[Start of Attachment]

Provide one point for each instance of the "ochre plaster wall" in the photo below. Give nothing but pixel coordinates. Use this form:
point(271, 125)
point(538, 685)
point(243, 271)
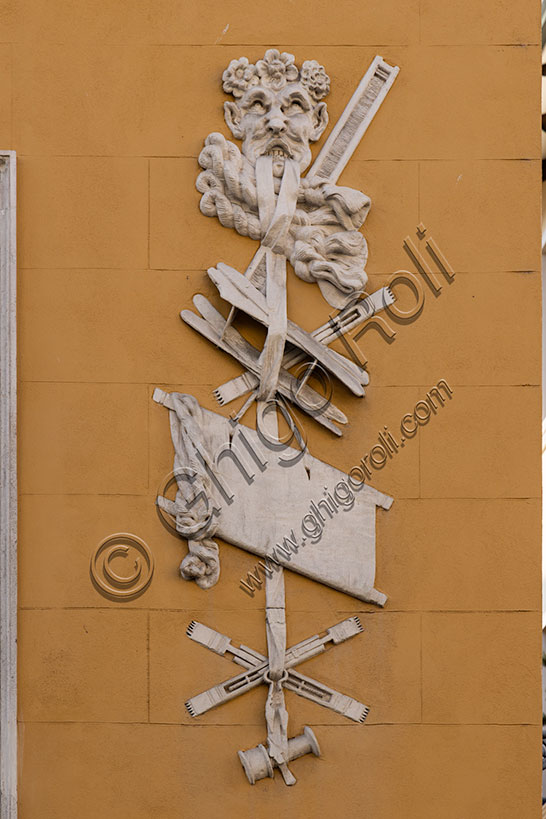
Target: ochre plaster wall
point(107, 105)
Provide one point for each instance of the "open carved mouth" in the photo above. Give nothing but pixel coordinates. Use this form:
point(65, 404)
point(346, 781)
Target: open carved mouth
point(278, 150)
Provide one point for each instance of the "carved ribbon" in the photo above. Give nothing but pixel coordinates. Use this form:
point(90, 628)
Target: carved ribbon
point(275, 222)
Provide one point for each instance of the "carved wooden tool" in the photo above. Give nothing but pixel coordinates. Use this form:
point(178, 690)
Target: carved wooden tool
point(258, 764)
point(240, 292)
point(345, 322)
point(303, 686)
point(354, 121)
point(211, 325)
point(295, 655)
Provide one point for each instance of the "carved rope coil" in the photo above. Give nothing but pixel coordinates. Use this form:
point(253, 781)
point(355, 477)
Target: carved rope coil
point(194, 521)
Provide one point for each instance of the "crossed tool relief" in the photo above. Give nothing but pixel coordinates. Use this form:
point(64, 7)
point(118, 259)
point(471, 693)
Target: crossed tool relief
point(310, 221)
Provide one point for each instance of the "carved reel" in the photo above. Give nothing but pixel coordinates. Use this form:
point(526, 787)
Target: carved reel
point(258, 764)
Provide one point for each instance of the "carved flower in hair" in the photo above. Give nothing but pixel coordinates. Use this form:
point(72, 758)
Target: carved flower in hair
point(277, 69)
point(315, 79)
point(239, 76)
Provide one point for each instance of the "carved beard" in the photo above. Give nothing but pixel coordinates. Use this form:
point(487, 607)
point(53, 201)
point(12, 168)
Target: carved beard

[End of Attachment]
[Start of Attachment]

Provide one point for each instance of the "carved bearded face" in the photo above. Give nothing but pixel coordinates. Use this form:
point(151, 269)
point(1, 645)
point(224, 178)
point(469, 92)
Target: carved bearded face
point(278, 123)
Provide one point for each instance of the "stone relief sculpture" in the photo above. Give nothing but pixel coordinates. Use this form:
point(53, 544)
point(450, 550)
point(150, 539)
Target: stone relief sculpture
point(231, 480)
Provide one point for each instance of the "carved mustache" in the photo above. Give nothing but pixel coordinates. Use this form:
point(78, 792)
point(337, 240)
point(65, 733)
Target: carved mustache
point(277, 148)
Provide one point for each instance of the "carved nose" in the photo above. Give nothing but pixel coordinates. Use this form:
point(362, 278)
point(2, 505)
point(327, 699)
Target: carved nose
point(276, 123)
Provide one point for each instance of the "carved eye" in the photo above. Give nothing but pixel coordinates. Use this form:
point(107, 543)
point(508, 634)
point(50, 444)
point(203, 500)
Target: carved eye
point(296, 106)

[End of Attachment]

__TASK REQUIREMENTS__: Copy only the lines above from the one containing "point(538, 685)" through the one containing "point(346, 781)", both included. Leave out the pictures.

__ANSWER TO THIS EXERCISE__:
point(538, 685)
point(243, 271)
Target: ochre plaster wall
point(107, 105)
Provide one point for each instance of the "open carved mouth" in the photo above. Give nothing but pixel coordinates. Use this form:
point(65, 404)
point(346, 781)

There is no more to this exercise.